■ THE PROBLEM ■
Convert the data below into a Markdown table with two columns, "No." and "Entry". Put a sequential row number under "No." and each line under "Entry", and omit blank lines.

[Dataset rows]
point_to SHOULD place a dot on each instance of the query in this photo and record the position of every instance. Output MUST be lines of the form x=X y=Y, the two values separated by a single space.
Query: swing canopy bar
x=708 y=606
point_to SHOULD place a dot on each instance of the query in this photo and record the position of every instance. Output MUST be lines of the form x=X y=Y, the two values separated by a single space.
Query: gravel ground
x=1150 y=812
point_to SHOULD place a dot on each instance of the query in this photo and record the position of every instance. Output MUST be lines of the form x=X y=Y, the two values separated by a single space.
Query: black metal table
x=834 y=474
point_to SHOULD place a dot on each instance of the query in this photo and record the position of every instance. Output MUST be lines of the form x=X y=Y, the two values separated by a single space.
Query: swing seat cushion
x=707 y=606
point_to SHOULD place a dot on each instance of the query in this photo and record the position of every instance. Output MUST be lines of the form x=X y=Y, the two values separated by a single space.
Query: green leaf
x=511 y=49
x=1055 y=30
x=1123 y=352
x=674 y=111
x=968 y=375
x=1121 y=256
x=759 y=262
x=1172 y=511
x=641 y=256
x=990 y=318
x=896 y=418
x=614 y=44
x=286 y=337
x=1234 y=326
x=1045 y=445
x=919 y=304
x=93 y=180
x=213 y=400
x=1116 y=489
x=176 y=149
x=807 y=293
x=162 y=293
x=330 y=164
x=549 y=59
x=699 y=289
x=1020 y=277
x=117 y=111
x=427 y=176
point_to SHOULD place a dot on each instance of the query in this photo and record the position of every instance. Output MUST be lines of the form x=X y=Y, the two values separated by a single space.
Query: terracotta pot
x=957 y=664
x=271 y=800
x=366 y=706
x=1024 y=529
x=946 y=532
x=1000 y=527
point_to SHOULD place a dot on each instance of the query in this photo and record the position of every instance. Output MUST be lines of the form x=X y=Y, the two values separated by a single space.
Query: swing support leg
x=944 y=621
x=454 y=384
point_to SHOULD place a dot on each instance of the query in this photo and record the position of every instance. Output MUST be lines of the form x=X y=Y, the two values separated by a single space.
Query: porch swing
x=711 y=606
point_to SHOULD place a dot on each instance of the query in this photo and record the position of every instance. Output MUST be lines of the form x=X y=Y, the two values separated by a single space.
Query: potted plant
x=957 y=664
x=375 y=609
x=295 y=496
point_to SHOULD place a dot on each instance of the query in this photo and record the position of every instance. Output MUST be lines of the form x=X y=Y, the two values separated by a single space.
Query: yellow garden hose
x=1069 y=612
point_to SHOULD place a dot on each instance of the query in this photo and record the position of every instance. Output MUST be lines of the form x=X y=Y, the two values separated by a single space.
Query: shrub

■ CORRECT RESPONSE ■
| No. | Entry |
|---|---|
| 1 | point_to SHOULD place a dot on each instance of the query in this photo and record the position of every instance. Output MUST be lines of the form x=X y=Y, the two values separated by a single space. |
| 2 | Query: swing canopy bar |
| 3 | x=708 y=606 |
| 4 | point_to SHOULD place a dot on each instance of the query in this photo and record the position of every instance. Output MUST be lines of the form x=X y=Y, the two values separated by a single space. |
| 5 | Query: gravel ground |
| 6 | x=1150 y=812 |
| 7 | point_to SHOULD place a dot on each instance of the query in this photo and record the position of every instance. Output MUST be lines of the form x=X y=Y, the two values separated by a single space. |
| 8 | Query: black metal table |
| 9 | x=834 y=474 |
| 10 | point_to SHOULD place a dot on each instance of the query in this photo and record the position of every instance. Output MUST be lines of the form x=X y=Y, the two values separated by a single space. |
| 11 | Query: swing seat cushion |
| 12 | x=707 y=606 |
| 13 | point_to SHOULD place a dot on each instance of the query in this photo and record the position of every instance. Output MUST be lines of the form x=X y=Y, the two values separated by a single space. |
| 14 | Query: green leaf |
| 15 | x=511 y=49 |
| 16 | x=1055 y=30 |
| 17 | x=1123 y=352 |
| 18 | x=674 y=111 |
| 19 | x=968 y=375 |
| 20 | x=1121 y=256 |
| 21 | x=759 y=262 |
| 22 | x=1172 y=511 |
| 23 | x=641 y=256 |
| 24 | x=990 y=318 |
| 25 | x=896 y=418 |
| 26 | x=614 y=44 |
| 27 | x=286 y=337 |
| 28 | x=1234 y=326 |
| 29 | x=1045 y=445 |
| 30 | x=919 y=304 |
| 31 | x=93 y=180 |
| 32 | x=213 y=400 |
| 33 | x=1116 y=489 |
| 34 | x=176 y=149 |
| 35 | x=807 y=293 |
| 36 | x=162 y=293 |
| 37 | x=330 y=164 |
| 38 | x=549 y=59 |
| 39 | x=699 y=289 |
| 40 | x=1020 y=277 |
| 41 | x=117 y=111 |
| 42 | x=427 y=176 |
| 43 | point_to SHOULD place a dot on each instance of the query in this photo and record the position of every instance. Output MUST be lines of the form x=X y=Y, the two values separated by a single space. |
| 44 | Query: terracotta pot |
| 45 | x=957 y=664 |
| 46 | x=271 y=800 |
| 47 | x=366 y=706 |
| 48 | x=1024 y=529 |
| 49 | x=946 y=532 |
| 50 | x=1000 y=527 |
| 51 | point_to SHOULD place a dot on each instance of the query in this photo and record the position of every instance. Output MUST be lines of the form x=X y=Y, the two values separated by a single space. |
| 52 | Query: swing support leg |
| 53 | x=944 y=621 |
| 54 | x=454 y=384 |
| 55 | point_to SHOULD place a dot on each instance of the query in this photo and record the position of every instance. Output MUST be lines of the form x=X y=Y, the two values separated by a single space. |
| 56 | Query: porch swing |
| 57 | x=711 y=606 |
| 58 | point_to SHOULD place a dot on each instance of the query in this photo and record the position of every instance. Output MUST be lines of the form x=X y=Y, the two values separated by a single space. |
| 59 | Query: potted plant |
| 60 | x=957 y=664 |
| 61 | x=375 y=609 |
| 62 | x=295 y=496 |
| 63 | point_to SHOULD place a dot on each instance of the query in this photo and record the position of every instance. Output MUST be lines of the form x=X y=Y, the two values separated by a single space. |
| 64 | Query: yellow garden hose |
| 65 | x=1069 y=612 |
| 66 | point_to SHOULD place a dot on each instance of the query in this photo and record the position of every instance. Output MUST be lines of the form x=X y=Y, the two values separated by a single space. |
| 67 | Query: shrub |